▶ _Supplied records_
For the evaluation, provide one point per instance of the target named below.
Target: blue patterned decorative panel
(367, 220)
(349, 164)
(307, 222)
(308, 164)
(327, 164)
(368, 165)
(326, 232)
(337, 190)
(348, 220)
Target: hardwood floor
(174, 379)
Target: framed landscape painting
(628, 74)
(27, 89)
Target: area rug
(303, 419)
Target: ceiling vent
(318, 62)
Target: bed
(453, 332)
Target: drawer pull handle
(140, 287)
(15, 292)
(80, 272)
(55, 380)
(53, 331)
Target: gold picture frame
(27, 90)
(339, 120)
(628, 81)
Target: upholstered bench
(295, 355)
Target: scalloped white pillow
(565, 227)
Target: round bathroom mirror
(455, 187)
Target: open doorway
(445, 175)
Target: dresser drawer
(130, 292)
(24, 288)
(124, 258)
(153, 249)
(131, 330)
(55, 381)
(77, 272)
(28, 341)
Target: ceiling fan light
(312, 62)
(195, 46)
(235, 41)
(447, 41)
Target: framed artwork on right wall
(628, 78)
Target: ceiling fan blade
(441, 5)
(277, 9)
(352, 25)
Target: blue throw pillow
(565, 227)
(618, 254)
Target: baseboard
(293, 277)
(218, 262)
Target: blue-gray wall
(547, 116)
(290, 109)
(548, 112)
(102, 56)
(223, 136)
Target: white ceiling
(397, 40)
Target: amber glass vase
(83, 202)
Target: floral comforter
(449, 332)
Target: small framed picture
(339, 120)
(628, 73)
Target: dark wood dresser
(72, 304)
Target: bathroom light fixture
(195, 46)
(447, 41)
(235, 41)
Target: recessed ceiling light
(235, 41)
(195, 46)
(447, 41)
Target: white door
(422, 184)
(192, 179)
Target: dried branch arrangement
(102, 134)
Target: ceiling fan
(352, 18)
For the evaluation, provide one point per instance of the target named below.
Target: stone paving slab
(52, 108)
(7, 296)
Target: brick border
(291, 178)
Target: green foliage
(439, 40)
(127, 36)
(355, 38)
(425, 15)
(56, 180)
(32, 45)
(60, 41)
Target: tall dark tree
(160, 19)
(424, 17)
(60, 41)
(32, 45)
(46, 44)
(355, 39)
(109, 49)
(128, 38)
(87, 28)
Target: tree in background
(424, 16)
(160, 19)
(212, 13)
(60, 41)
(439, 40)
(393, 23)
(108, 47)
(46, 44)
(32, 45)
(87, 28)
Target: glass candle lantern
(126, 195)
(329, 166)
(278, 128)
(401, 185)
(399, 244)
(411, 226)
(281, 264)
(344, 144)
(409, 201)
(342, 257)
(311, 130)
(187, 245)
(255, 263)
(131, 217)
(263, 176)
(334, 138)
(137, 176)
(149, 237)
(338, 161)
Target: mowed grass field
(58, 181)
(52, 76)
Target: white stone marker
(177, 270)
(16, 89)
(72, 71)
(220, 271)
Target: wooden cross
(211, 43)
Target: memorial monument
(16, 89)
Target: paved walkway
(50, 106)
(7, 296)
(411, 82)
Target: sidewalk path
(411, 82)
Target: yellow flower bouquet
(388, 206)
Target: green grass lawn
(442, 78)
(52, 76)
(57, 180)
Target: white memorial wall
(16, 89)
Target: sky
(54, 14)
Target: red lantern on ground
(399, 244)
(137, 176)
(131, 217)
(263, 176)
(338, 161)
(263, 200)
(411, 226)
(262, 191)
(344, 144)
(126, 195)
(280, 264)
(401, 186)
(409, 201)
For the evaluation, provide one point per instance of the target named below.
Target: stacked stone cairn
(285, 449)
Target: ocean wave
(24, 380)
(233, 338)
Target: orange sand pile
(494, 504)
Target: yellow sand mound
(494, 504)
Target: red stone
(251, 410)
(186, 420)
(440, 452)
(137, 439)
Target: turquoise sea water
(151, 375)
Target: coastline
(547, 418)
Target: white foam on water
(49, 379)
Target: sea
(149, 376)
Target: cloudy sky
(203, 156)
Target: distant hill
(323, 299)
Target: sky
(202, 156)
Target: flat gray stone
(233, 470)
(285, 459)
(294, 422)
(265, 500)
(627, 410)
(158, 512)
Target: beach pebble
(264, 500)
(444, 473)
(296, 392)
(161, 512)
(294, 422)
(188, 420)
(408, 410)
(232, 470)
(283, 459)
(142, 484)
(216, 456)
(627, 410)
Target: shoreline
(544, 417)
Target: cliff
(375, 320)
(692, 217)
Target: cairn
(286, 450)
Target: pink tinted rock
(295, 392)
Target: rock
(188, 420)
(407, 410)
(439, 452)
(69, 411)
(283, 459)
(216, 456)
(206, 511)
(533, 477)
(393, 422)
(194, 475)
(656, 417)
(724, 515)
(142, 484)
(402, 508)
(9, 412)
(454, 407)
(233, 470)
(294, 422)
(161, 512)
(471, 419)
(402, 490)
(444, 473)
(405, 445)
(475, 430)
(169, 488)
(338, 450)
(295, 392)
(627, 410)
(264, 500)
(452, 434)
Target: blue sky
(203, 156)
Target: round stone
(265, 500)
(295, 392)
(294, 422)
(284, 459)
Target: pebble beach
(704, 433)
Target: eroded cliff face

▶ _What the task requires_
Which lines run from the one containing "Target: beach pebble" to the end of the entries above? Quote exactly those, and only those.

▶ _Exercise output_
Target: beach pebble
(264, 500)
(444, 473)
(296, 392)
(161, 512)
(294, 422)
(188, 420)
(408, 410)
(232, 470)
(283, 459)
(142, 484)
(216, 456)
(627, 410)
Target: shoreline
(544, 417)
Target: cliff
(375, 320)
(692, 217)
Target: cairn
(286, 450)
Target: pink tinted rock
(295, 392)
Target: rock
(188, 420)
(407, 410)
(439, 452)
(69, 411)
(283, 459)
(216, 456)
(206, 511)
(533, 477)
(393, 422)
(194, 475)
(656, 417)
(724, 515)
(142, 484)
(402, 508)
(9, 412)
(454, 407)
(233, 470)
(294, 422)
(161, 512)
(471, 419)
(402, 490)
(444, 473)
(405, 445)
(475, 430)
(169, 488)
(338, 450)
(295, 392)
(627, 410)
(264, 500)
(452, 434)
Target: blue sky
(203, 156)
Target: round stone
(265, 500)
(295, 392)
(294, 422)
(284, 459)
Target: pebble beach
(704, 433)
Target: eroded cliff face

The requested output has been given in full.